(Lines of data)
::::::::::

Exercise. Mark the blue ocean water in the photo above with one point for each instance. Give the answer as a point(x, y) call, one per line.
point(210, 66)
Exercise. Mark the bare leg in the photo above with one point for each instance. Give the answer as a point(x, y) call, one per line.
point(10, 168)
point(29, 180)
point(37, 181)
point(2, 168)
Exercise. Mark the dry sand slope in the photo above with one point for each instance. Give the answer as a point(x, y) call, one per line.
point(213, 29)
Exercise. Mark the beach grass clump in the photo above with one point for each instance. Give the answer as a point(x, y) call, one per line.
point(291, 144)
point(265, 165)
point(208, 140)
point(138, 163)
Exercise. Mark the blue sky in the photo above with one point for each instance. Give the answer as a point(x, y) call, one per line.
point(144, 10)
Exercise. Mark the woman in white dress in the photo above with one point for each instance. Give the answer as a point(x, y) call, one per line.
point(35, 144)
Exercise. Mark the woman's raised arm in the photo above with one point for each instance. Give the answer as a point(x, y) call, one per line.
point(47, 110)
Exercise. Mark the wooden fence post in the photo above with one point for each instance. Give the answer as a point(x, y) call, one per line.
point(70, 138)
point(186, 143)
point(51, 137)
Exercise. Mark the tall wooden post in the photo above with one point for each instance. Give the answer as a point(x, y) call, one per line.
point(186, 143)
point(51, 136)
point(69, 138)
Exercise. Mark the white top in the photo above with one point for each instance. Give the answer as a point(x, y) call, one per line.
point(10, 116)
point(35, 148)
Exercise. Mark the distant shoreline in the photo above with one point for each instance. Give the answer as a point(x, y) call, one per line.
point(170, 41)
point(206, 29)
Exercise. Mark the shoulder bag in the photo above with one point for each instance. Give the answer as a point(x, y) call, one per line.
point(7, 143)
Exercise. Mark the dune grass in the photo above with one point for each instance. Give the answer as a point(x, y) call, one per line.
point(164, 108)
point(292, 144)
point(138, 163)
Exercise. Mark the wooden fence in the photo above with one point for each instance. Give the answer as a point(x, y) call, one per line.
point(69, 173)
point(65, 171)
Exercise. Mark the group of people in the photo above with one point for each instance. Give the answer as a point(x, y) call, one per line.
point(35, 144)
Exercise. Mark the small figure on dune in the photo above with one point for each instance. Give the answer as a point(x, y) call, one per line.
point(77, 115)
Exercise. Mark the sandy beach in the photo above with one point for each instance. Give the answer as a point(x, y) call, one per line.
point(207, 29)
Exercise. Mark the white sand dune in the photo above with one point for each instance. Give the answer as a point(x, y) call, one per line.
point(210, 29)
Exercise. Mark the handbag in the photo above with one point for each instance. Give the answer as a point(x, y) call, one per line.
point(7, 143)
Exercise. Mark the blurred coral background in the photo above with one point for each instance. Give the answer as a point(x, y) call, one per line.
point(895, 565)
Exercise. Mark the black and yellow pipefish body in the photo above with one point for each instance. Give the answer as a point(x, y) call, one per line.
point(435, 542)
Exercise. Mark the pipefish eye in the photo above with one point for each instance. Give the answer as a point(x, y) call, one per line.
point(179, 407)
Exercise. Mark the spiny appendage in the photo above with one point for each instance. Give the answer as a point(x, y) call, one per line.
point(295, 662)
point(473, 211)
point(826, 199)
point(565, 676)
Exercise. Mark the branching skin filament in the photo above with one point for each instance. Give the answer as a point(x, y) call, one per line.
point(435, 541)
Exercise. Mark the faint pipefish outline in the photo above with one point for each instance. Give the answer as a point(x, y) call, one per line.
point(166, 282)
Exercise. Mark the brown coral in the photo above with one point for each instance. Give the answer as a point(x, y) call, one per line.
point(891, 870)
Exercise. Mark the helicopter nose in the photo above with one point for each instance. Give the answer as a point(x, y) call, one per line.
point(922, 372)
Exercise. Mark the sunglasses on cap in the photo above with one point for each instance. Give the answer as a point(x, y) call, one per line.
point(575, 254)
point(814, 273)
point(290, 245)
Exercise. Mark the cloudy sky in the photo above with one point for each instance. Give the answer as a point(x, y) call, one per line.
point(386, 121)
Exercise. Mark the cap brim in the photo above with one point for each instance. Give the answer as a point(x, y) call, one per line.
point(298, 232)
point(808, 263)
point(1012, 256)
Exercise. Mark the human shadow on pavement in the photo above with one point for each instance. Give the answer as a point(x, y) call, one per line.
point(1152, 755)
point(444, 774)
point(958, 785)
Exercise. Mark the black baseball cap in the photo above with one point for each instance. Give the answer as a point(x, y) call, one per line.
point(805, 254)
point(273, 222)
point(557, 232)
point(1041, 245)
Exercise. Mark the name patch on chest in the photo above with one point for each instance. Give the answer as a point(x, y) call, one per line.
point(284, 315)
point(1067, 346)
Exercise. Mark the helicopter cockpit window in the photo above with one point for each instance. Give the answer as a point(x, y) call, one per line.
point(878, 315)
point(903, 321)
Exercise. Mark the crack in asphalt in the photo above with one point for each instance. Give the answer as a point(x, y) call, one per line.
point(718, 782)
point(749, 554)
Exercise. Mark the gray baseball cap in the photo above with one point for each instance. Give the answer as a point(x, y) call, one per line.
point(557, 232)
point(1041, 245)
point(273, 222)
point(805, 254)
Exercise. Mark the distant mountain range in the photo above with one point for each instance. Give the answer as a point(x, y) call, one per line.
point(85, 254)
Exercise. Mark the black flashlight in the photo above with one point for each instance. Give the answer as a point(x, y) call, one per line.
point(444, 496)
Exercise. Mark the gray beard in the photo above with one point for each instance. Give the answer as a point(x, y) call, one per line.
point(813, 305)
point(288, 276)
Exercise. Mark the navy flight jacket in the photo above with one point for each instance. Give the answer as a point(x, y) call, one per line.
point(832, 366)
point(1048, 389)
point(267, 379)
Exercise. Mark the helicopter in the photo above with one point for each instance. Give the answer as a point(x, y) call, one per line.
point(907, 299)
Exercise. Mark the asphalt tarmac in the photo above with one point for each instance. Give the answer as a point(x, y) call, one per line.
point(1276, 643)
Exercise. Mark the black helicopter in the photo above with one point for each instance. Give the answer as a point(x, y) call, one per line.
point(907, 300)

::::::::::

▸ **EXERCISE REQUIREMENTS**
Copy out every line of the material above, character for character.

▸ **WORKED SOLUTION**
Exercise. Mark the blue ocean water in the photo above with one point for each instance. Give the answer as a point(x, y) call, one per line.
point(210, 66)
Exercise. Mark the bare leg in the photo above with one point for each instance. Give the answer as a point(x, y) call, one per line.
point(10, 168)
point(29, 180)
point(37, 181)
point(2, 168)
Exercise. Mark the dry sand slope in the photo above with one point for each instance. Give the answer as a point(x, y) call, one per line.
point(213, 29)
Exercise. Mark the beach grass clump in the photo above with one point for each instance. Give the answer as a point(x, y) call, one per line.
point(291, 144)
point(265, 165)
point(208, 140)
point(138, 163)
Exercise. Mark the blue sky in the photo above with one point for each instance. Give the answer as a point(x, y) call, one per line.
point(144, 10)
Exercise. Mark the woman in white dress in the photo above with one point for each instance. Give the answer as a point(x, y) call, one per line.
point(35, 144)
Exercise. Mark the woman's raised arm in the photo above with one point for each instance. Give the answer as a point(x, y) call, one per line.
point(47, 110)
Exercise. Mark the wooden fence post in the photo above with one point for each instance. Give the answer as a point(x, y) call, one per line.
point(70, 138)
point(186, 143)
point(51, 137)
Exercise. Mark the tall wooden post in the photo above with one point for each instance. Give the answer as a point(x, y) call, one per line.
point(186, 143)
point(51, 136)
point(69, 138)
Exercise. Mark the white top in the photo above with one point for each instance. Give the answer as a point(x, y) call, one per line.
point(10, 116)
point(35, 148)
Exercise. Mark the distant shoreline in the photo above with one point for each instance. Give the answer as a point(x, y) call, one per line.
point(170, 41)
point(206, 29)
Exercise. Mark the shoulder bag in the photo above with one point for each instance. Give the answer as a point(x, y) call, one per line.
point(7, 143)
Exercise. Mark the dune grass in the photo above with one point for each instance. Give the answer as a point(x, y) call, one per line.
point(164, 108)
point(292, 144)
point(138, 163)
Exercise. Mark the wooden fence in the photo above with one point for each instance. Give the answer as a point(x, y) call, one per line.
point(69, 173)
point(65, 171)
Exercise. Mark the group of people in the photo above with one point for each instance. Give the answer as a point(x, y) call, one per line.
point(35, 144)
Exercise. Mark the small figure on dune in the photo above with one point for each instance. Give the answer as a point(x, y) call, one per line.
point(77, 115)
Exercise. Mark the sandy beach in the photo above with one point for each instance. Give the answer as a point(x, y) call, one per line.
point(207, 29)
Exercise. Mark the white sand dune in the photo above with one point for each instance. Give the answer as a point(x, y) call, one per line.
point(210, 29)
Exercise. Mark the handbag in the photo above with one point for each instance. Give the answer as a point(x, y) call, one per line.
point(7, 143)
Exercise. Mark the blurred coral background in the photo above with one point for each instance. Give the answer as a point(x, y) call, one per line.
point(895, 565)
Exercise. Mark the black and yellow pipefish body in the photo above with one point for each instance. Give the answer as a point(x, y) call, one per line.
point(435, 542)
Exercise. Mark the pipefish eye in the photo above with one point for each instance. Give the answer as a point(x, y) call, one per line.
point(179, 407)
Exercise. Mark the spiny appendage in the photo above with one point for each instance. Give the answer as a point(x, y) call, one per line.
point(295, 662)
point(473, 211)
point(826, 199)
point(565, 676)
Exercise. Mark the branching skin filament in the photo above with one point for each instance. Give the answer as a point(x, y) call, one per line.
point(435, 541)
Exercise. Mark the faint pipefish outline in the photo above with one point for each instance. Give the answer as a point(x, y) call, one per line.
point(166, 282)
Exercise. Mark the brown coral in the photo above with one point for each instance. Give the answer as a point(x, y) call, one per line.
point(891, 870)
Exercise. Mark the helicopter nose in the photo above with one point for each instance. Give the answer as a point(x, y) call, one per line.
point(922, 372)
Exercise. Mark the sunglasses on cap in the photo above with one point for each instance. Give the answer as a point(x, y) call, one per line.
point(575, 254)
point(814, 273)
point(290, 245)
Exercise. Mark the cloudy sky in the photo above with one point for each instance. Give the answer as a point(x, y) call, one per line.
point(386, 121)
Exercise. Mark the cap brim in the photo above with one point for each instance. Give the answer as a point(x, y) call, one per line.
point(298, 232)
point(808, 263)
point(1012, 256)
Exercise. Mark the human shadow on pavement in the photo above with one point for each instance. Give the answer as a point(x, y) call, one per line.
point(1152, 755)
point(444, 774)
point(958, 785)
Exercise. Mark the black baseball cap in the photo above with one point for each instance. Give the answer as a point(x, y) call, one per line.
point(805, 254)
point(273, 222)
point(557, 232)
point(1041, 245)
Exercise. Mark the name patch on chest in the photo above with one point for each instance. Give the answer as a point(x, y) call, one per line.
point(284, 315)
point(1067, 346)
Exercise. Mark the helicopter cockpit window in the photo above with one point for each instance. Give the answer as a point(x, y) call, one per line.
point(878, 315)
point(903, 321)
Exercise. Mark the crack in asphalt in the photo above with one point for each instance. Give the answer as a point(x, y) call, one per line.
point(718, 782)
point(749, 554)
Exercise. Mark the gray baseball cap in the photo above with one point for each instance. Give the answer as a point(x, y) call, one per line.
point(557, 232)
point(1041, 245)
point(273, 222)
point(805, 254)
Exercise. Mark the distant mountain range in the photo above with one point for each instance. Give the answer as a point(x, y) call, one per line.
point(85, 254)
Exercise. Mark the black flashlight in the photo above with one point for each instance. Give the answer as a point(x, y) call, one per line.
point(444, 496)
Exercise. Mark the gray beard in the photo above with one point for each instance. Give the answer as a point(x, y) call, one per line.
point(813, 305)
point(288, 276)
Exercise. Mark the navy flight jacket in the photo above with one point for each instance. Give the answer as a point(x, y) call, one per line.
point(832, 366)
point(1048, 389)
point(267, 379)
Exercise. Mark the helicopter in the photo above with one point for each instance. Give the answer as a point(x, y) call, one per line.
point(907, 299)
Exercise. Mark the asphalt tarmac in the photo above with one point for each instance. Give the answer as a point(x, y) call, one per line.
point(1276, 643)
Exercise. Mark the black helicopter in the photo above with one point for each instance. Give the answer as a point(x, y) call, one per line.
point(907, 300)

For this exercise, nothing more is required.